### DOCUMENT EXTRACT
--
Metadata-Version: 2.1
Name: metrics-as-scores
Version: 1.0.8
Summary: Interactive web application, tool- and analysis suite for approximating, exploring, understanding, and sampling from conditional distributions.
Home-page: https://github.com/mrshoenel/metrics-as-scores
License: Dual-licensed under GNU General Public License v3 (GPLv3) and closed-source
Keywords: distribution fitting,statistical tests,context-dependent,metrics,quality,score
Author: Sebastian Hönel
Author-email: development@hoenel.net
Requires-Python: >=3.10,<3.12
Classifier: Development Status :: 5 - Production/Stable
Classifier: Environment :: Web Environment
Classifier: Intended Audience :: Education
Classifier: Intended Audience :: End Users/Desktop
Classifier: Intended Audience :: Science/Research
Classifier: License :: OSI Approved :: GNU General Public License v3 (GPLv3)
Classifier: License :: Other/Proprietary License
Classifier: Operating System :: OS Independent
Classifier: Programming Language :: Python :: 3
Classifier: Programming Language :: Python :: 3.10
Classifier: Programming Language :: Python :: 3
Classifier: Topic :: Utilities
Requires-Dist: StrEnum (>=0.4.8,<0.5.0)
Requires-Dist: bokeh (>=2.4.3,<3.0.0)
Requires-Dist: joblib (>=1.2.0,<2.0.0)
Requires-Dist: jupyterlab (>=3.4.7,<4.0.0)
Requires-Dist: matplotlib (>=3.6.0,<4.0.0)
Requires-Dist: nptyping (>=2.3.1,<3.0.0)
Requires-Dist: ptvsd (>=4.3.2,<5.0.0)
Requires-Dist: pymoo (>=0.6.0,<0.7.0)
Requires-Dist: scipy (>=1.9.1,<2.0.0)
Requires-Dist: sklearn (>=0.0,<0.1)
Requires-Dist: statsmodels (>=0.13.2,<0.14.0)
Requires-Dist: tqdm (>=4.64.1,<5.0.0)
Project-URL: Repository, https://github.com/mrshoenel/metrics-as-scores/issues
Description-Content-Type: text/markdown

Metrics as Scores [![DOI](https://zenodo.org/badge/524333119.svg)](https://zenodo.org/badge/latestdoi/524333119)
=================

Contains the data and scripts needed for the application __`Metrics as Scores`__, check out <https://metrics-as-scores.ml/>.
--
### MATERIAL PROVIDED
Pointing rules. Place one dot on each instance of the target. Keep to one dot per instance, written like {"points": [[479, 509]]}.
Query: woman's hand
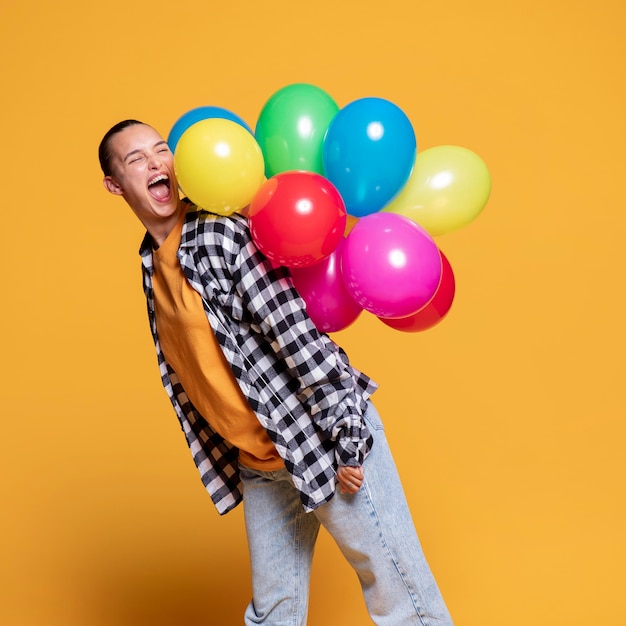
--
### SET TASKS
- A) Reproduce the part of the package metadata that begins with "Requires-Dist: scipy (>=1.9.1,<2.0.0)" and ends with "Requires-Dist: tqdm (>=4.64.1,<5.0.0)".
- B) Resume the metrics-as-scores package description after its final sentence.

### ANSWERS TO THE EXERCISES
- A)
Requires-Dist: scipy (>=1.9.1,<2.0.0)
Requires-Dist: sklearn (>=0.0,<0.1)
Requires-Dist: statsmodels (>=0.13.2,<0.14.0)
Requires-Dist: tqdm (>=4.64.1,<5.0.0)

- B)
This package accompanies the paper entitled "_Contextual Operationalization of Metrics As Scores: Is My Metric Value Good?_", which is currently under single-blind review.
It seeks to answer the question whether or not the context a metric was captured in, matters.
It enables the user to compare contexts and to understand their differences.
In order to answer the question of whether a metric value is actually good, we need to transform it into a **score**.
Scores are normalized **and rectified** distances, that can be compared in an apples-to-apples manner, across contexts.
The same metric value might be good in one context, while it is not in another.
To borrow an example from the context of software: It is much more acceptable (or common) to have large applications (in terms of lines of code) in the contexts/domains of games and databases than it is for the domains of IDEs and SDKs.
Given an *ideal* value for a metric (which may also be user-defined), we can transform observed metrics values to distances from that value and then use the cumulative distribution function to map distances to scores.


Jump to:


- [1. Installation](#1-installation)
- [2. Stand-alone Usage / Development Setup](#2-stand-alone-usage--development-setup)
	- [2.1. Setting Up a Virtual Environment](#21-setting-up-a-virtual-environment)
	- [2.2. Installing Packages](#22-installing-packages)
- [3. Use Your Own Data](#3-use-your-own-data)
	- [3.1. Data Preparation](#31-data-preparation)
	- [3.2. [Optional] Computing Fits For Parametric Distributions](#32-optional-computing-fits-for-parametric-distributions)
	- [3.3. Pre-generating Distributions](#33-pre-generating-distributions)
- [4. Personalizing the Web Application](#4-personalizing-the-web-application)
- [References](#references)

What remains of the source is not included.